::: DATA RECORDS :::

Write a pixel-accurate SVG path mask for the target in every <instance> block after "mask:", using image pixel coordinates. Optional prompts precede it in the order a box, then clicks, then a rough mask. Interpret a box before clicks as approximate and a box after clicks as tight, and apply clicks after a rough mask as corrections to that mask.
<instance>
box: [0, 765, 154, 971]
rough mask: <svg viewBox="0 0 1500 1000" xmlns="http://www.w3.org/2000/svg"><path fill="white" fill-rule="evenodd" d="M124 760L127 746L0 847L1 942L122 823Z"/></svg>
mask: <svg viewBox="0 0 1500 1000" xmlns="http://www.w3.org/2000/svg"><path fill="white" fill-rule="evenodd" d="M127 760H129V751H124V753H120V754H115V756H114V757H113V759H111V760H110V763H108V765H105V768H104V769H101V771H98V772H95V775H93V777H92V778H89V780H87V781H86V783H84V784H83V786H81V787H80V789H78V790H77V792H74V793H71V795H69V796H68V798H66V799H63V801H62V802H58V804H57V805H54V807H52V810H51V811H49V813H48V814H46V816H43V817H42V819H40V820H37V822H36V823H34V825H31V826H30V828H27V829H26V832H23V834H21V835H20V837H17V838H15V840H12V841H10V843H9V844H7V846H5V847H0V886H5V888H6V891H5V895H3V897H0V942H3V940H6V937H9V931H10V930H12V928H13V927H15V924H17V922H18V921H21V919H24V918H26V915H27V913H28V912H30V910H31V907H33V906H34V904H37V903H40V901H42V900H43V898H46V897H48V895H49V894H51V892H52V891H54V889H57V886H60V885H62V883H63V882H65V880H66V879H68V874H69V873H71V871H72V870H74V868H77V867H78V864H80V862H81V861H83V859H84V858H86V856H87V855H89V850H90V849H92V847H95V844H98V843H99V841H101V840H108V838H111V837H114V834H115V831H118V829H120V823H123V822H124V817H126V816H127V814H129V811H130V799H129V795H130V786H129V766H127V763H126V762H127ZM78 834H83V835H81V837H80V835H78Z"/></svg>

:::

§ TASK TO CARRY OUT
Render the rows from the start through the line containing "rough mask: <svg" as a JSON list of strings, one string per line, with blank lines omitted.

§ SOLUTION BELOW
[
  "Write a pixel-accurate SVG path mask for the target in every <instance> block after \"mask:\", using image pixel coordinates. Optional prompts precede it in the order a box, then clicks, then a rough mask. Interpret a box before clicks as approximate and a box after clicks as tight, and apply clicks after a rough mask as corrections to that mask.",
  "<instance>",
  "box: [0, 765, 154, 971]",
  "rough mask: <svg viewBox=\"0 0 1500 1000\" xmlns=\"http://www.w3.org/2000/svg\"><path fill=\"white\" fill-rule=\"evenodd\" d=\"M124 760L127 746L0 847L1 942L122 823Z\"/></svg>"
]